■ **Material provided**
────────

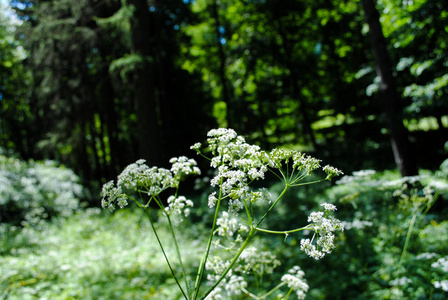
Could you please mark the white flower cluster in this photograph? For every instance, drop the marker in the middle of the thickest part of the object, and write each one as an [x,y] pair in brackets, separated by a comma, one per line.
[114,195]
[228,226]
[441,285]
[442,264]
[257,262]
[324,227]
[239,163]
[233,284]
[295,280]
[141,178]
[178,205]
[183,166]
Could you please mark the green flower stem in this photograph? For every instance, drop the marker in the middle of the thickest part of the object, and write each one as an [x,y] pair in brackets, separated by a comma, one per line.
[164,253]
[283,232]
[272,206]
[209,243]
[233,262]
[287,295]
[281,284]
[173,235]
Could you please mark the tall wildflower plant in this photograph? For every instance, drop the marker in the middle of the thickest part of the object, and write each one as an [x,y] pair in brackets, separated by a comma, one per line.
[235,219]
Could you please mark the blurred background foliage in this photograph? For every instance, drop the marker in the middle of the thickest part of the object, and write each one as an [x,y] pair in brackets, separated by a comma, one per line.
[89,86]
[96,85]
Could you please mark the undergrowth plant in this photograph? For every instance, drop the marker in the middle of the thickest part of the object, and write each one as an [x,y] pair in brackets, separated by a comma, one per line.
[229,255]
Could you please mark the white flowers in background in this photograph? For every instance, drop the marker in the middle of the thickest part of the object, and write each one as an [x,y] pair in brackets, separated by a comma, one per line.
[183,166]
[295,279]
[113,195]
[226,225]
[236,165]
[178,205]
[441,285]
[400,281]
[442,264]
[258,262]
[324,227]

────────

■ **What you need to do**
Return exactly the lines from the one containing "Could you please mark the blurred" to the last line of the data, and nothing more.

■ **Expected answer**
Could you please mark the blurred background foliage in this photograph? For every instance, drop the marker in the middle of the thickest part of the object, and write each one as an [x,y] pair in brackets, separated by a comma, one per line.
[89,86]
[96,85]
Could you please mark the undergrowth plant in this photograph? For every instance, drop the marker in the middle of the thickest part of the object, and write each one as an [x,y] pair in brackets, separated by a comma, one per line.
[229,255]
Could you please mark the white flowers in background in this photograph? For every instance, drop the marker in the middle of the thickest part of the object, and write each one as an [x,y] pair in brackets, separated by a comma, one per line.
[183,166]
[295,279]
[113,195]
[226,225]
[236,165]
[178,205]
[441,285]
[400,281]
[442,264]
[258,262]
[324,227]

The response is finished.